*** AVAILABLE DATA ***
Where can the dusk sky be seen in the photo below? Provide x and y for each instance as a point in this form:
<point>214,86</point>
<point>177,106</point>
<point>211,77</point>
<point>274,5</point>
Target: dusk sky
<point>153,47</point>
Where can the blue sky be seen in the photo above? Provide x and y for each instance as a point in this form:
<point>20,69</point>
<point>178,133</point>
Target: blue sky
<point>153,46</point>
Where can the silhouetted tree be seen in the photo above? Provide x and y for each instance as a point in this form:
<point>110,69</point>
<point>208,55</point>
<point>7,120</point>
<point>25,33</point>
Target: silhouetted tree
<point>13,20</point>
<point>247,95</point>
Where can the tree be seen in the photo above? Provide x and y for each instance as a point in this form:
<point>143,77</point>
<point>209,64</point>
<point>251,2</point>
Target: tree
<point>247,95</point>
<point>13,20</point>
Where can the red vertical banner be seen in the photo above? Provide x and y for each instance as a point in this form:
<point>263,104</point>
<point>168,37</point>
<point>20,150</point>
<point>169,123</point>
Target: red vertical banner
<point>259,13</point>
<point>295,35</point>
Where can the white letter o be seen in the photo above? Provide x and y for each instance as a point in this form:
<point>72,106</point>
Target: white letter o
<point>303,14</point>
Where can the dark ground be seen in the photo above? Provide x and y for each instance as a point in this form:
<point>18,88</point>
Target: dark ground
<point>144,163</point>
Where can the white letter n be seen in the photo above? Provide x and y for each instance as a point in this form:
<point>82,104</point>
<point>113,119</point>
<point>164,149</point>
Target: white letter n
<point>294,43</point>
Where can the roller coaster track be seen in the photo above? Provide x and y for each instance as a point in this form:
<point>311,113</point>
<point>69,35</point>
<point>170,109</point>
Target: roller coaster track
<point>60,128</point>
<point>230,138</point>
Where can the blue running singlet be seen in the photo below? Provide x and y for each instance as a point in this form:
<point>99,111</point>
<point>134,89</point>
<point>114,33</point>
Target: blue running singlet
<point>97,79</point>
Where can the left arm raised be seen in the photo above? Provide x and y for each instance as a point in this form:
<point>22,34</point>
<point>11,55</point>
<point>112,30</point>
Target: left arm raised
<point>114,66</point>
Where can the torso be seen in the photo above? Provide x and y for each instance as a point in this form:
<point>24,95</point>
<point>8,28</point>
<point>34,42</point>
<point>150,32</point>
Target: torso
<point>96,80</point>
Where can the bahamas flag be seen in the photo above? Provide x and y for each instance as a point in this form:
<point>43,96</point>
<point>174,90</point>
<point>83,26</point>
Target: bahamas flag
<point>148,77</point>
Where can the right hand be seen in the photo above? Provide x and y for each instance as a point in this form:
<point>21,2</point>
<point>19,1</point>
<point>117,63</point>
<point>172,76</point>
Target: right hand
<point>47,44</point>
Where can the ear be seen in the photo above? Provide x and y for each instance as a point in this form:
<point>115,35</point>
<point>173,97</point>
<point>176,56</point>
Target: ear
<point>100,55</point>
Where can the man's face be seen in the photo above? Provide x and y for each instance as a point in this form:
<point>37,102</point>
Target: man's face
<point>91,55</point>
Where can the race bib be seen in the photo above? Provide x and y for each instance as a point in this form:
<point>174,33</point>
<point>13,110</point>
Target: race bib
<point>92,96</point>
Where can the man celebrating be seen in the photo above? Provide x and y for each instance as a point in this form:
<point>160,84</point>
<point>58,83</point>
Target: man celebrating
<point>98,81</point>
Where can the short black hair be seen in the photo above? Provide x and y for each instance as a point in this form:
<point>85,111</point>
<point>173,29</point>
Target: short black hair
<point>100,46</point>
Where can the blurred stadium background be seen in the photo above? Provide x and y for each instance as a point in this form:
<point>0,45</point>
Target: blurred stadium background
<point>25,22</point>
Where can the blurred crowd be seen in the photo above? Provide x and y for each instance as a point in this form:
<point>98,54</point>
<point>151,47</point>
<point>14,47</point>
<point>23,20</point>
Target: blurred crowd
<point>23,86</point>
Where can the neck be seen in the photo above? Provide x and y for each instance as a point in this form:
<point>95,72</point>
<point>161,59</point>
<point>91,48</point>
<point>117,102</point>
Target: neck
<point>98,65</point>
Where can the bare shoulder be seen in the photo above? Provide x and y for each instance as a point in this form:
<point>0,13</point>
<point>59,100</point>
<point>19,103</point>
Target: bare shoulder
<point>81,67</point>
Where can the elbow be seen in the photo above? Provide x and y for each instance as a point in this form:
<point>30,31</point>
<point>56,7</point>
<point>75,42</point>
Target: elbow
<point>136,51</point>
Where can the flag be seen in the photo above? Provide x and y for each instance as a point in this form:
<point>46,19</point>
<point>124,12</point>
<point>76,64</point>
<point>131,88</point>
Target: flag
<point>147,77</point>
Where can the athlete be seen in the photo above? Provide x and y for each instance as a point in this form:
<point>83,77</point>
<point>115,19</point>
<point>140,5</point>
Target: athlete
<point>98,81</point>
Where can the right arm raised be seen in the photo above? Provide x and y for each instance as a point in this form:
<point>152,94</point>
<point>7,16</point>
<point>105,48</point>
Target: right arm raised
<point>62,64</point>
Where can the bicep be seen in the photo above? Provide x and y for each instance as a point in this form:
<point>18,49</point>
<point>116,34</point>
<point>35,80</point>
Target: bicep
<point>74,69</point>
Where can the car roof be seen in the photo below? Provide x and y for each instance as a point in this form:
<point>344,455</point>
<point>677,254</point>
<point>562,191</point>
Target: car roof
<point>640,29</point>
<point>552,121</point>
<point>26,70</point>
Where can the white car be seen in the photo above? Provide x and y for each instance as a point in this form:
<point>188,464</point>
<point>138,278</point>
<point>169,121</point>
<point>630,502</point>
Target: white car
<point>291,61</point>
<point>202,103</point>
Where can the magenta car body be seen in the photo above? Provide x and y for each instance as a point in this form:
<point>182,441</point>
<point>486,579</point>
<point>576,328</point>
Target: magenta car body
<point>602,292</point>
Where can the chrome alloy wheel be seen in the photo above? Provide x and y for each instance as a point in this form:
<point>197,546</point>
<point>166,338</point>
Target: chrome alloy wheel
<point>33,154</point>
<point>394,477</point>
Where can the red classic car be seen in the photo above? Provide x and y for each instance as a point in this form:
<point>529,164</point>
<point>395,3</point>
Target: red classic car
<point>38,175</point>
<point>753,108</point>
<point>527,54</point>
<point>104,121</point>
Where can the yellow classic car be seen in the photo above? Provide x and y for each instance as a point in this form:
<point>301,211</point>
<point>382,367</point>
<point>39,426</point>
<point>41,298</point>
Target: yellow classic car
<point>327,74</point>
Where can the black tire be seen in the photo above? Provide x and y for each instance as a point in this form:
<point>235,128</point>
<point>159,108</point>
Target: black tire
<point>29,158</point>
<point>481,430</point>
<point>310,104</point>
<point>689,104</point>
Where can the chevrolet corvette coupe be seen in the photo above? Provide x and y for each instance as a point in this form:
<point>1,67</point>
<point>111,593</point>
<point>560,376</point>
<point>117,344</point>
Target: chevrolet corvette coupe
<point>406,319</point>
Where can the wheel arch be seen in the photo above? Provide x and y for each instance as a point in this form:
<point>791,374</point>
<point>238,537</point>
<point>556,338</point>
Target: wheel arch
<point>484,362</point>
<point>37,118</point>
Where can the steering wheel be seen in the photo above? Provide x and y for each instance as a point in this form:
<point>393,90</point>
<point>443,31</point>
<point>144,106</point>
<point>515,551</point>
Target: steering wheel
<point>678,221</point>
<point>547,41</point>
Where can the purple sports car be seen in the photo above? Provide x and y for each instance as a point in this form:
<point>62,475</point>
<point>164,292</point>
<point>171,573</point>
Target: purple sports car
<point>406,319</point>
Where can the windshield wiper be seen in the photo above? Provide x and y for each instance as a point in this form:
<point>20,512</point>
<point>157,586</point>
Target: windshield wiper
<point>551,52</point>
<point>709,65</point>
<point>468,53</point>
*** End of AVAILABLE DATA ***
**PROBLEM REQUIREMENTS**
Give the lines again, exactly as they stand, from the beginning of the data through the line with "<point>7,120</point>".

**YOUR RESPONSE**
Where can the dusk sky be seen in the photo below? Provide x and y for each instance as a point in this form:
<point>214,86</point>
<point>177,106</point>
<point>211,77</point>
<point>274,5</point>
Target: dusk sky
<point>153,47</point>
Where can the blue sky be seen in the photo above? Provide x and y for each instance as a point in this form:
<point>20,69</point>
<point>178,133</point>
Target: blue sky
<point>153,46</point>
Where can the silhouetted tree be seen in the photo above? Provide x and y for each instance as a point in this form:
<point>110,69</point>
<point>208,55</point>
<point>7,120</point>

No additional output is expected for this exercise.